Each example had an ID, which represented a pair between event location and time. In addition, other files were provided that contained, for each example: information on signals obtained by the current severity monitoring system when processing the logs, type of event, and severity of messages sent by it at that time.

The severity of the problem had three categories: 0, meaning that there were no problems; 1, meaning that some problems were detected in the network; And 2, representing many reported problems. Therefore, it was a classification with multiple classes.


Although there is a temporal and spatial dependence between the data, since they are from different locations, at different points in time, the data was randomly split by the organizers. It was possible to know the location, but not the time when the record was obtained.

So a simple cross-validation was the best environment I found to test my model. Cross-validation is simply the procedure of dividing your data into K parts, and doing a training cycle, using K – 1 to train and evaluating in the division left out.

In this case I used 5 divisions, which provided a fairly reliable estimate of the performance on the unseen test data revealed after the end of the competition.

Feature Engineering

In total I had 242 variables.

“Magic” Variable

There was a pattern in the data, which would later be called the “magic variable” in the forums, which allowed us to exploit what seemed to be a mistake in data preparation to achieve a good improvement in model accuracy.

Although the training and test files have random IDs, the ordering of the records of the other files had predictive value. With this, you could use the ID of these files themselves, or create variables related to it, to exploit the leak.

Some people criticized the fact that the best solutions used this error to get a better score in the competition, but I think it’s important to be able to find this type of error in data, because the only thing that would change out of a competition is that it should be corrected, rather than exploited.

Therefore, it is always important to look for errors in the data. There are several types of information leaks, some very subtle, that can make your model look better than it actually is.


There was a variable indicating the location of that record. This, in theory, is a categorical variable, which means it has no natural order, but I still used it as an ordinal, instead of creating a column for each value, for two reasons: trees can capture the patterns of categorical variables even using this format (in some cases it is better to use one hot), and there could be some pattern of proximity between sites.

• **SET OF TASKS**:
a – Reproduce the passage on the competition data between "Although there is" and "record was obtained.", inclusive.
b – How many lines of the records contain the string "bird"? Reply with the number alone.

(Location annotation dataset excerpts)
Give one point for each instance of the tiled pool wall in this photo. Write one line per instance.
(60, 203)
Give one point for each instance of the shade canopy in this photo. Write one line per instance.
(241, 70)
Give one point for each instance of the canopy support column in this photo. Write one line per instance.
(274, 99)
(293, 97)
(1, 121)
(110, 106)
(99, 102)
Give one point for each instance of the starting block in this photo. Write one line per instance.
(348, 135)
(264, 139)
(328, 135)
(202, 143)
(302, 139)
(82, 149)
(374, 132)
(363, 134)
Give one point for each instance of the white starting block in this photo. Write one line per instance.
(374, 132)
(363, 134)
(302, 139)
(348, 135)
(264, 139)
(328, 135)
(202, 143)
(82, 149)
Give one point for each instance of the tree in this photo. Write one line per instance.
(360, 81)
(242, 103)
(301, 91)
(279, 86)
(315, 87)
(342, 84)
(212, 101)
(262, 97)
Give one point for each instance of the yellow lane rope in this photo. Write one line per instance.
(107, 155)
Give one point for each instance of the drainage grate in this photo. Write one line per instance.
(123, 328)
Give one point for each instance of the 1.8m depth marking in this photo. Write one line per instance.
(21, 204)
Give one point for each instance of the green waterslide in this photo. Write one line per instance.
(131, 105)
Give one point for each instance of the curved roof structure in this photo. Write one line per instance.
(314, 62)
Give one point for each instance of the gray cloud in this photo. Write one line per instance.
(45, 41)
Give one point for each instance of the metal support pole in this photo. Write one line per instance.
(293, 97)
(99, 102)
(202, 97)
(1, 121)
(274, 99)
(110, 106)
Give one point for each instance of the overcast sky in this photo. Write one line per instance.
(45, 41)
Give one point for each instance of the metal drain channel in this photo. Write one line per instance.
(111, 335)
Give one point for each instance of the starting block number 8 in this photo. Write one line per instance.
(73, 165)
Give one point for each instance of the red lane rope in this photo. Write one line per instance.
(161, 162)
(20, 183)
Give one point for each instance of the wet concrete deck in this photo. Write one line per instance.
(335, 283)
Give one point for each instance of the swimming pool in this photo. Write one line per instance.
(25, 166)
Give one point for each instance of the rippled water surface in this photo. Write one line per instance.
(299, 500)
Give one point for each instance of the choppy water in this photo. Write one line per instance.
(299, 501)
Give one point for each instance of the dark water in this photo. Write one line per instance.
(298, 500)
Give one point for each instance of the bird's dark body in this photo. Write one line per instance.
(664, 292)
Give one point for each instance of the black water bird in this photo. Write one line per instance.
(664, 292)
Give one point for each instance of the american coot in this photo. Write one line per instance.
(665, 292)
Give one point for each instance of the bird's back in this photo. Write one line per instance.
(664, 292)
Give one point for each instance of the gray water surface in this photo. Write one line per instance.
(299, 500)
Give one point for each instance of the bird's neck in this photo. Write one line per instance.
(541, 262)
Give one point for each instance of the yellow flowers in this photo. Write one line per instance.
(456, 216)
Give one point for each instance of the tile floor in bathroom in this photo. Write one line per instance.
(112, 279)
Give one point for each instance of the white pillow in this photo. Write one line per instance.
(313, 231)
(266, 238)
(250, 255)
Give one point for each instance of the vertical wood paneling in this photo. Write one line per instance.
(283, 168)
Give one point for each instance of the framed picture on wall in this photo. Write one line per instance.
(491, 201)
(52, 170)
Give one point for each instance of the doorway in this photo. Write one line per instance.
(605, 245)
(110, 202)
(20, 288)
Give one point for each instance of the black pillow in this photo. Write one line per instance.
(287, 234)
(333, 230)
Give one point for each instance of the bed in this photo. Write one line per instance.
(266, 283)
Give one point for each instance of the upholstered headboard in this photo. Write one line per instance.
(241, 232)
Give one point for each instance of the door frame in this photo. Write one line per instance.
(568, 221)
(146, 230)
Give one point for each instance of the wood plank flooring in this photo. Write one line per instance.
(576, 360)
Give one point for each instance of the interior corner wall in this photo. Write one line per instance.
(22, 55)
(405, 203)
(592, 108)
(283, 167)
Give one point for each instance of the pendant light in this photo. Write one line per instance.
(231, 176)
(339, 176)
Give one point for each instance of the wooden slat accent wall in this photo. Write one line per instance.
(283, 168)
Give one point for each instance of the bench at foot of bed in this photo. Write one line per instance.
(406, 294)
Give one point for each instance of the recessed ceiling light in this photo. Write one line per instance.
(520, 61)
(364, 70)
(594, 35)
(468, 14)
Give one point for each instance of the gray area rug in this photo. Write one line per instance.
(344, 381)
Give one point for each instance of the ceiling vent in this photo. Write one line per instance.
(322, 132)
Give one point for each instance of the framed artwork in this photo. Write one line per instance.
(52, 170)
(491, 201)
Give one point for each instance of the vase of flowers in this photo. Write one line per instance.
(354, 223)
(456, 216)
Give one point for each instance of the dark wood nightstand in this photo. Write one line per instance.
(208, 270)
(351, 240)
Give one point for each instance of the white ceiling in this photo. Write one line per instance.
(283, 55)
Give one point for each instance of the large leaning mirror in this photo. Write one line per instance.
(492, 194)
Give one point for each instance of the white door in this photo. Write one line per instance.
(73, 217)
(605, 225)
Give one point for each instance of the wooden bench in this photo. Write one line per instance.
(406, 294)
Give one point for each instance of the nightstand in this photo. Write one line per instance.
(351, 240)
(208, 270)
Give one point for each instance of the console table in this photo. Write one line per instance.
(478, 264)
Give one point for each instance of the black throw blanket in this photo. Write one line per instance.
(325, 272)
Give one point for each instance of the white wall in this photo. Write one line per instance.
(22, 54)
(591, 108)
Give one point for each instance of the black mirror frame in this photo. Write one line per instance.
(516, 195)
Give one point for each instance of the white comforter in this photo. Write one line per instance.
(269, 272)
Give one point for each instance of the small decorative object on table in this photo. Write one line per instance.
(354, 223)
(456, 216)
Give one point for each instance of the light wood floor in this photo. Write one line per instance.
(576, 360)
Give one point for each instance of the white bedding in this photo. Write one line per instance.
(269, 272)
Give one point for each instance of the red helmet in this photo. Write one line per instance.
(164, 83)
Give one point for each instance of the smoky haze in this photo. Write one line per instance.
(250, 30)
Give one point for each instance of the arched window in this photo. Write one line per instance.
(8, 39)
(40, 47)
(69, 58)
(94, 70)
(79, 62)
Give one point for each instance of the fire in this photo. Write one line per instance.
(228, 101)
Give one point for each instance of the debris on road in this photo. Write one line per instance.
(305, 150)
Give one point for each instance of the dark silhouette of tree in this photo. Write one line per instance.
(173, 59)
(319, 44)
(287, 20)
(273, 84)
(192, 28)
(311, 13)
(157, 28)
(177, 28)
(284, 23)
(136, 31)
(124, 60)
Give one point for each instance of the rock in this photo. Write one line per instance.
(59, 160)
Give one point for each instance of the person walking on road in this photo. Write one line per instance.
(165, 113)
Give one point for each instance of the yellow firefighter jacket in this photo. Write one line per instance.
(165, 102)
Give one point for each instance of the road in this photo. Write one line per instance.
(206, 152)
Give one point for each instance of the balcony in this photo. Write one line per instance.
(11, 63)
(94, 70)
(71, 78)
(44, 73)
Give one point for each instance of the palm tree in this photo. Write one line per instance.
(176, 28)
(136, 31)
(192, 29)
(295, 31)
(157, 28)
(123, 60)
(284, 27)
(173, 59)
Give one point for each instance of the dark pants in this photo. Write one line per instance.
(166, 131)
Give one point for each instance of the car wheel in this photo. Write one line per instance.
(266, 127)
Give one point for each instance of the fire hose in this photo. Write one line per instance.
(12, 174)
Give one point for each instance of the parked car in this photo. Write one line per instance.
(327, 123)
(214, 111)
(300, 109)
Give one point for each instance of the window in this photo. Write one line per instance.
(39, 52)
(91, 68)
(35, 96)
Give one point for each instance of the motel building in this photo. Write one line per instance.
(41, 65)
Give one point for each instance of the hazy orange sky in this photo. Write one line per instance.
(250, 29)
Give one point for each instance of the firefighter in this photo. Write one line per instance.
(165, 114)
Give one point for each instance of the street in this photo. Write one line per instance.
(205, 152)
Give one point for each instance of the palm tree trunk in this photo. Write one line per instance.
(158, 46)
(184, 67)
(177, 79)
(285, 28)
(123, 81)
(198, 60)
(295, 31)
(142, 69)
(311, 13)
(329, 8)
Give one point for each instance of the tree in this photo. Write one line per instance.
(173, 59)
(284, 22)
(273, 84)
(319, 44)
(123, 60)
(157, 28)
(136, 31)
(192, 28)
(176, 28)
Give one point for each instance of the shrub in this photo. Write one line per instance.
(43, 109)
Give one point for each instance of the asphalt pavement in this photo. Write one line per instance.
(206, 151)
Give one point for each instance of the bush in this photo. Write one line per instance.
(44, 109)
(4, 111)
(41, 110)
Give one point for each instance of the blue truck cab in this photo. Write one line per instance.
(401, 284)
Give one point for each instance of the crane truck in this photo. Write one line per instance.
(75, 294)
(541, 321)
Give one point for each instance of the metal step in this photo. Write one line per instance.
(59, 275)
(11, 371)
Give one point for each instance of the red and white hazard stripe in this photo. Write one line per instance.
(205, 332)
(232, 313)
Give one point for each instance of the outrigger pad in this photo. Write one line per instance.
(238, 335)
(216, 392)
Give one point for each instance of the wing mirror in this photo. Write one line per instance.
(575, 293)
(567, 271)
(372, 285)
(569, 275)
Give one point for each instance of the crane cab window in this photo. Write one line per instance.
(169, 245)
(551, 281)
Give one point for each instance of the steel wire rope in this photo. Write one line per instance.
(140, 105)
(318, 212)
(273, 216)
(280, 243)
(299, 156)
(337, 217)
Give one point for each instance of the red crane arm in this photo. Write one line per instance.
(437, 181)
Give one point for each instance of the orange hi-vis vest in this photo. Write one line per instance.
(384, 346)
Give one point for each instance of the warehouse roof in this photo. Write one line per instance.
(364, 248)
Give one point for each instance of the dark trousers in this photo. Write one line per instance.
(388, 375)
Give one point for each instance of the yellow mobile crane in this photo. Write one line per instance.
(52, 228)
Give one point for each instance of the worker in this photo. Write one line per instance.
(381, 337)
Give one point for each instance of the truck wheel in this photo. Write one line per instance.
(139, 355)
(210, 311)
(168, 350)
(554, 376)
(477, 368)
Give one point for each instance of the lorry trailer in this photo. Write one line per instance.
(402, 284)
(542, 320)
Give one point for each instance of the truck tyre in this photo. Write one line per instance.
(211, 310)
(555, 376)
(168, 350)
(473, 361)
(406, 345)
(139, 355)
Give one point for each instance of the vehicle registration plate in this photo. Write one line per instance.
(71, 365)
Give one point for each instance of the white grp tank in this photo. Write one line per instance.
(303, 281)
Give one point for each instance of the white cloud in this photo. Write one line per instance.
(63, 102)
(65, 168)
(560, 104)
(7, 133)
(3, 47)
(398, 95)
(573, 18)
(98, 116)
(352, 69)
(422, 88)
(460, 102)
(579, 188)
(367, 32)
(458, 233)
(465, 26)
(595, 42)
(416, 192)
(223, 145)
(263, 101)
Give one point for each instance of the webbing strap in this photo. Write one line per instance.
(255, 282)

• **ANSWER LIST**:
a –
Although there is a temporal and spatial dependence between the data, since they are from different locations, at different points in time, the data was randomly split by the organizers. It was possible to know the location, but not the time when the record was obtained.

b – 4